**WHAT YOU HAVE TO DO:**
Exclude the images, then return every line below exactly as written.

***

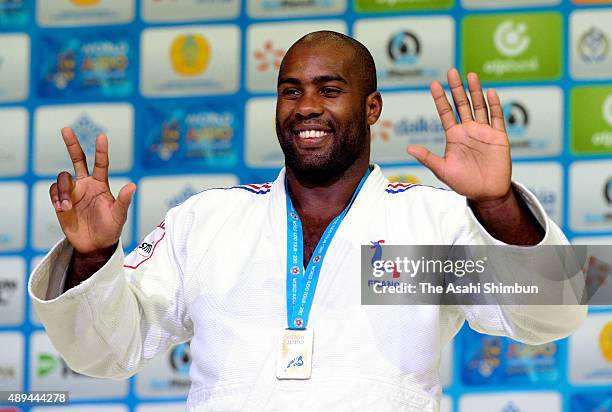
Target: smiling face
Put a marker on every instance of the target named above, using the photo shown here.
(322, 111)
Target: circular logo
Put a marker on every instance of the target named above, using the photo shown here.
(607, 109)
(593, 45)
(180, 358)
(511, 39)
(605, 341)
(516, 117)
(190, 54)
(404, 48)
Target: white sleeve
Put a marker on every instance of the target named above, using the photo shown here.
(531, 324)
(126, 313)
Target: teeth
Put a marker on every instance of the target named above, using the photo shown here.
(309, 134)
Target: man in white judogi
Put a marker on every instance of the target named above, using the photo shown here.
(236, 270)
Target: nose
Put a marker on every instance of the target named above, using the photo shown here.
(309, 106)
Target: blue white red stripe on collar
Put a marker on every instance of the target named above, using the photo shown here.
(260, 189)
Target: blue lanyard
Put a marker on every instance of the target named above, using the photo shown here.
(301, 284)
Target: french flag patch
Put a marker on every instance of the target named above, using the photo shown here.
(397, 187)
(144, 251)
(257, 189)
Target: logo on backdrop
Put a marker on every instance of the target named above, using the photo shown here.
(268, 58)
(608, 191)
(511, 38)
(190, 54)
(593, 45)
(13, 13)
(88, 65)
(418, 130)
(85, 3)
(7, 291)
(188, 136)
(88, 131)
(605, 341)
(607, 110)
(517, 118)
(180, 358)
(511, 407)
(517, 121)
(404, 48)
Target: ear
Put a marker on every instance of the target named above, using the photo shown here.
(373, 107)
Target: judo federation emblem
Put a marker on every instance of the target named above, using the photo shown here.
(377, 251)
(144, 251)
(295, 362)
(378, 256)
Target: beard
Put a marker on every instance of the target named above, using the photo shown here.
(322, 166)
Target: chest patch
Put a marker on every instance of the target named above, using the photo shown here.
(144, 251)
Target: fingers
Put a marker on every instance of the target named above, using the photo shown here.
(429, 160)
(497, 112)
(61, 191)
(76, 152)
(479, 104)
(54, 195)
(445, 110)
(122, 203)
(100, 171)
(461, 101)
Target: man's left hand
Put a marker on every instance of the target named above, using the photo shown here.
(476, 160)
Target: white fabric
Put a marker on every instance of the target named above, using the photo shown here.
(216, 275)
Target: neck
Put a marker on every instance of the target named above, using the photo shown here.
(327, 198)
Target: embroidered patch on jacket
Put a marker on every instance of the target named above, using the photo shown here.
(397, 187)
(257, 189)
(145, 250)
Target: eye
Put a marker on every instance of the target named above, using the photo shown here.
(290, 92)
(330, 91)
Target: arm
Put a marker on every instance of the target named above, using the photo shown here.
(477, 161)
(106, 317)
(477, 165)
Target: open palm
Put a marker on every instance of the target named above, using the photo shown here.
(476, 160)
(89, 215)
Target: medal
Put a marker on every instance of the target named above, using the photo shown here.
(294, 360)
(295, 346)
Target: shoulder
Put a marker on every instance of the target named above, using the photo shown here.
(215, 203)
(400, 192)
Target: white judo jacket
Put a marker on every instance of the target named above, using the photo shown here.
(215, 270)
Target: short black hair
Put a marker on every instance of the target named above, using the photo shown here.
(363, 55)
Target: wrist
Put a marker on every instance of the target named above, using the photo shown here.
(102, 254)
(491, 204)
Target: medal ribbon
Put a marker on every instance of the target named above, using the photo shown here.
(301, 284)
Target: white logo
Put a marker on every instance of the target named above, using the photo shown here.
(607, 110)
(511, 39)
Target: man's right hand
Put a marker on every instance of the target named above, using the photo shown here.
(90, 216)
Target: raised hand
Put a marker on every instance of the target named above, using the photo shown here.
(476, 160)
(90, 216)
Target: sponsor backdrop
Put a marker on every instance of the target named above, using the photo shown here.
(185, 91)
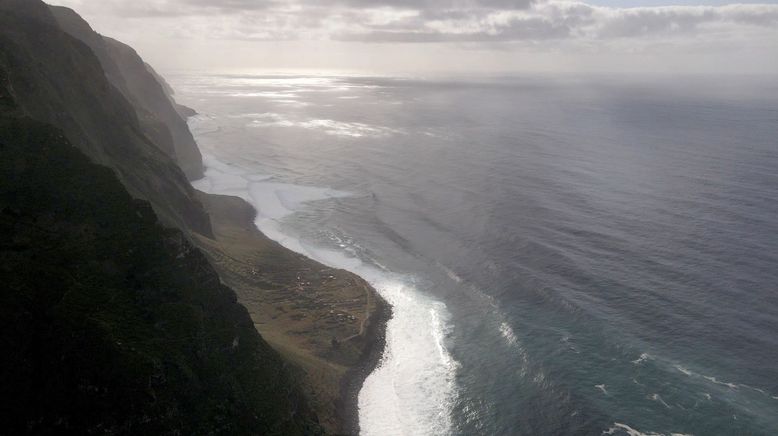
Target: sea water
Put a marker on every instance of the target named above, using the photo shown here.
(563, 255)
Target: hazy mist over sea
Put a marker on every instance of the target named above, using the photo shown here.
(564, 255)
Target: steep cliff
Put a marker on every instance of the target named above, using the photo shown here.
(140, 85)
(112, 324)
(57, 79)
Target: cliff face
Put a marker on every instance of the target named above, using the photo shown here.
(141, 87)
(57, 79)
(112, 324)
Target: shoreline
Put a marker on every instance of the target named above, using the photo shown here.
(375, 337)
(334, 358)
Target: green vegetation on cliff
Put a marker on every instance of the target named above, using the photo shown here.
(112, 324)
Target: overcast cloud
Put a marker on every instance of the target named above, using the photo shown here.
(541, 28)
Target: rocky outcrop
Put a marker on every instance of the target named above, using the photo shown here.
(113, 324)
(59, 80)
(149, 94)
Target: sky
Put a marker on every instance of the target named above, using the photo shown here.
(445, 36)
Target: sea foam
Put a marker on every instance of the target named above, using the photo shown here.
(413, 389)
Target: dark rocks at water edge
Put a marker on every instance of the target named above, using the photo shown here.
(113, 321)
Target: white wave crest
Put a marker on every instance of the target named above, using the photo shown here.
(414, 388)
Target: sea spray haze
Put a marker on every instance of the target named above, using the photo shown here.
(564, 256)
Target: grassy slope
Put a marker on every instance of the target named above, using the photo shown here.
(112, 324)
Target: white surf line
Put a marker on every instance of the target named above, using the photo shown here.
(411, 391)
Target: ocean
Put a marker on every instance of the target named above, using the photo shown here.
(564, 255)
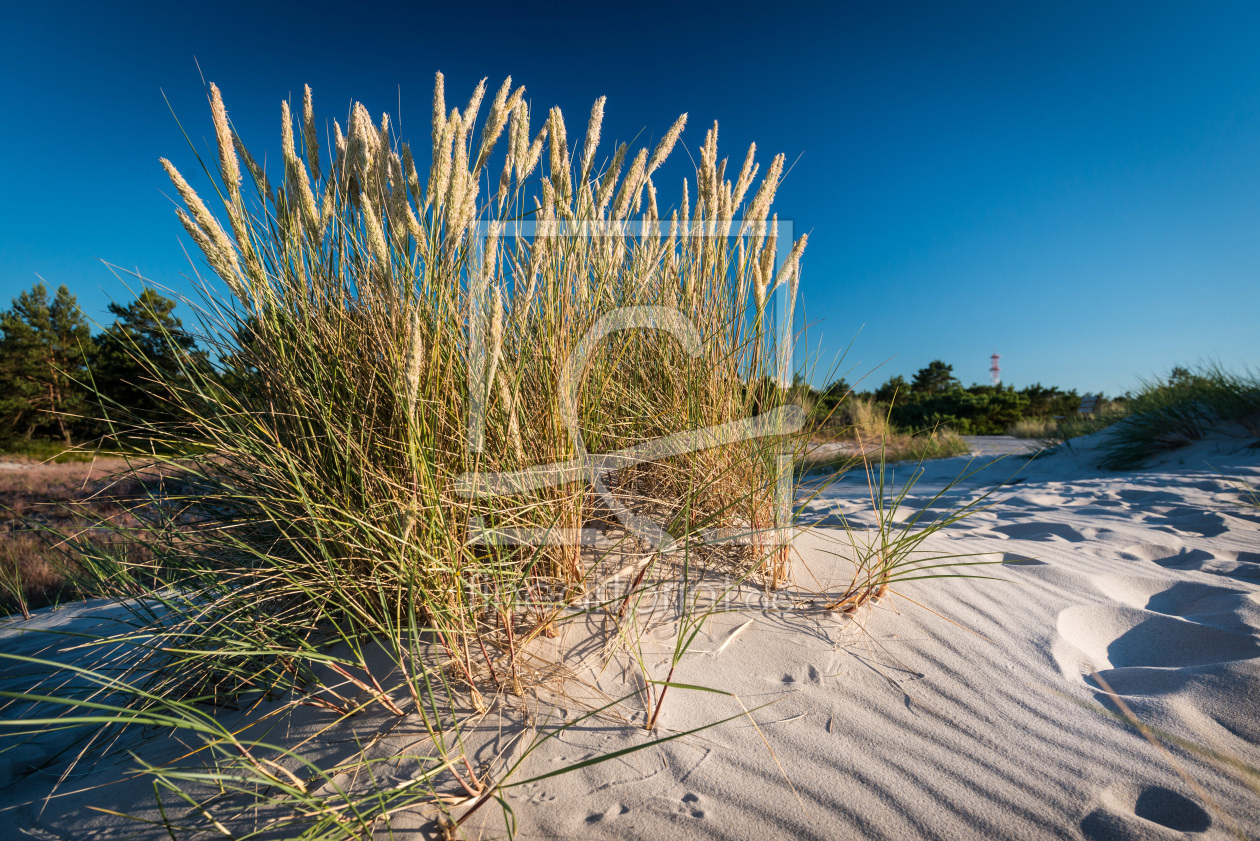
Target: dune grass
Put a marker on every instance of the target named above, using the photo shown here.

***

**RESULT FOR THIS TASK:**
Target: smiling face
Put a marker on every instance of the target named above, using the photo shown here.
(322, 111)
Target: circular logo
Put a marker on every instance of the target named above, using the photo shown here.
(607, 109)
(593, 45)
(180, 358)
(511, 39)
(605, 341)
(516, 117)
(190, 54)
(404, 48)
Target: white sleeve
Put a marker on every instance of the target named above, using the photo shown here.
(531, 324)
(126, 313)
Target: teeth
Put a marker on every instance of the target named above, using the photo shown here.
(309, 134)
Target: man in white judogi
Put a marker on every instance of the target named above, using the photo shown here.
(236, 270)
Target: nose
Put a marker on every instance of the target named above, using the photo shown here.
(309, 106)
Target: blue white red stripe on collar
Put a marker on every instance of the target named above, using the photo shown here.
(260, 189)
Target: blue lanyard
Put a marker on every instance of the target named above, using the photo shown here.
(301, 284)
Target: french flag patch
Put a marker on every instance of the target named above, using the photo shown here.
(397, 187)
(144, 251)
(257, 189)
Target: logo on backdrop
Put a marker on every instance of the target named above, using the photo shown here.
(268, 58)
(608, 191)
(511, 38)
(190, 54)
(593, 45)
(13, 13)
(88, 65)
(418, 130)
(85, 3)
(7, 291)
(188, 136)
(88, 131)
(605, 341)
(607, 110)
(517, 118)
(180, 358)
(511, 407)
(517, 121)
(404, 48)
Target: ear
Put a marker on every instance of the target named above, using the photo shown here.
(373, 107)
Target: judo federation emblem
Put a marker on every instance of the target named above, using the photo shown here.
(377, 251)
(144, 251)
(295, 362)
(378, 256)
Target: beard
Put a marker on every instance of the target named above, using the photo shown here.
(322, 166)
Target: chest patch
Put a marker on every instance of the target named above, using the photo shown here.
(144, 251)
Target: fingers
Put a marker on every instance of the target named above, using the photo shown here.
(429, 160)
(497, 112)
(61, 191)
(76, 152)
(479, 104)
(54, 195)
(445, 110)
(122, 203)
(100, 171)
(461, 101)
Target: man's left hand
Put a marker on every instance of the target named above, using the photo shown here.
(476, 160)
Target: white fabric
Put a marker on every instance of the target named above, using the photo shown here.
(216, 275)
Target: neck
Put a marker on every instance of the target named above, using the photo shown here.
(327, 198)
Target: embroidered patch on jacket
Put a marker on every instance of the target named above, using the photo shown here.
(397, 187)
(257, 189)
(145, 250)
Target: eye
Put a marker on every instance of the target named above, using the photo shown here.
(290, 92)
(330, 91)
Target: arm
Put a marker on every instance of the target named above, using the photo shown here.
(477, 161)
(106, 317)
(477, 165)
Target: open palm
Put a marker on every instance of the target named above, using the photo shown here.
(476, 160)
(89, 215)
Target: medal
Put a marker on every instance of the target named above, using the photo shown here.
(294, 360)
(295, 346)
Target: shoulder
Put a marker on every instance of the target named above, using the photo shown here.
(215, 203)
(400, 192)
Target: white judo jacket
Put a marker on every instance of the target named above, using the photo shown here.
(215, 270)
Target: short black hair
Put a marker on every instance of the target named above, using the photo shown here.
(363, 55)
Target: wrist
Put a marker on every instance of the target named above, using the photo shown here.
(102, 254)
(491, 204)
Target: medal ribbon
Put a marker on every instance of the target named above, using the photo shown here.
(301, 284)
Target: white logo
Put a marker on every instance of the target named above, using the photo shown here.
(607, 110)
(511, 39)
Target: man's right hand
Put a marker on every instance of the target named above, using the photo shown here.
(90, 216)
Target: raised hand
Put a marker on every instance of the target named above, using the photo shown here.
(476, 160)
(90, 216)
Target: sponsor backdrop
Put a marker on every instance of the target named above, using the photo shown here.
(185, 91)
Target: sea water
Put a marker on every instance of the target named above, using the photo shown here.
(563, 255)
Target: hazy mist over sea
Put a marker on every instance of the target named above, using the photo shown here.
(564, 255)
Target: steep cliff
Put a marker on every instance of the target named above, using the photo shown here.
(140, 85)
(112, 324)
(57, 79)
Target: cliff face
Put a marker on every instance of the target named above, using the photo shown here.
(141, 87)
(57, 79)
(112, 324)
Target: shoreline
Put a marker on every instance of the target named above, using the photo shown here.
(375, 337)
(334, 358)
Target: green vegetation on cliff
Put a marker on every instance of the target named above, using the photo shown here.
(112, 324)
Target: overcast cloud
Put a marker on every instance of the target named above, using the photo shown here.
(541, 28)
Target: rocky outcrop
Put a marker on every instance of the target named above, using the photo shown here.
(113, 324)
(59, 80)
(149, 94)
Target: sky
Put a marker on every instance of the target named above, using the photo shown here.
(445, 36)
Target: sea foam
Put a marker on every instance of the target named above, using the photo shown here.
(413, 389)
Target: dark rocks at water edge
Put a marker on every instance of the target named above, using the photo shown here.
(113, 321)
Target: white wave crest
Put a marker on every instance of the target named above, using the photo shown here.
(414, 388)
Target: sea spray haze
Put a marker on every instance of the target named above, using the photo shown here.
(564, 256)
Target: grassy slope
Put a marker on every instance of the target named above, using the photo shown here.
(112, 324)
Target: white surf line
Put a marker on every instance of the target named above, using the photo shown here.
(411, 391)
Target: ocean
Put a marker on every instance of the target named above, using the photo shown here.
(564, 255)
Target: dune grass
Put a marker on every instance of the target named above, using the photo shown here.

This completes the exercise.